**TEXT PASSAGE**.
Apache Arrow

I’ve been doing some stream processing jobs with Broadway / Kafka, and It has been working pretty well. Thanks Jose and Marlus!. Now I would like to store the output in parquet files (on object storage), but there are no libraries for doing that.

There is a really good project called Apache Arrow which is intended to build, manage and interoperate “dataframes” (like pandas or spark df) on memory, gRPC, and disk (parquet). I think if we could build and interoperate dataframes using Arrow, it would be easier to leverage Elixir in the Data Engineering and Data Science world, which is one of the things we are getting behind.

Arrow was been written in C++, Java, Go and Rust (WIP). Ruby, Js and Python libraries uses the C++ bindings.

I haven’t worked with Rust or Rustler, but reading about how Discord managed to write the SortedSet mutable data structure, makes me think we could do the same with Arrow.

What do you think about? If it makes sense and is someone is interested, we could work on it!

8 Likes

I see Elixir and Rust as brothers that are complementing each other and I’d love to bring some performance-critical (and useful!) pieces of technology to the Elixir ecosystem through Rust NIFs.

(When I settle in my new job – should be soon – I plan to finish my sqlite driver + Ecto 3.x adapter which uses a Rust library beneath.)

**SET TASKS**.
a - Retype the part of the Apache Arrow thread above starting with "Arrow was been" and going on through "work on it!".
b - Decide whether each statement agrees with the Apache Arrow thread above, answering yes or no and quoting the words from the thread that settle it: (i) Python is one of the languages Arrow has been written in. (ii) The person who started the thread has worked with Rust before. (iii) The reply mentions a sqlite driver that relies on a Rust library.

**GIVEN INFORMATION**.

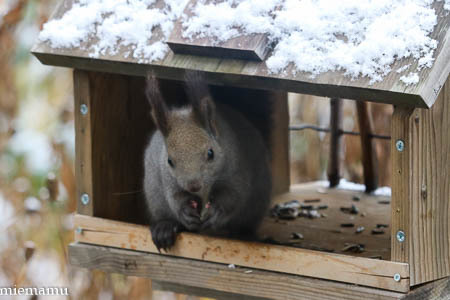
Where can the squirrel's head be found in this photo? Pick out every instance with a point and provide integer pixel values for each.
(194, 156)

**ANSWERS TO EACH TASK**.
a -
Arrow was been written in C++, Java, Go and Rust (WIP). Ruby, Js and Python libraries uses the C++ bindings.

I haven’t worked with Rust or Rustler, but reading about how Discord managed to write the SortedSet mutable data structure, makes me think we could do the same with Arrow.

What do you think about? If it makes sense and is someone is interested, we could work on it!

b -
(i) No: "Ruby, Js and Python libraries uses the C++ bindings."
(ii) No: "I haven’t worked with Rust or Rustler"
(iii) Yes: "I plan to finish my sqlite driver + Ecto 3.x adapter which uses a Rust library beneath."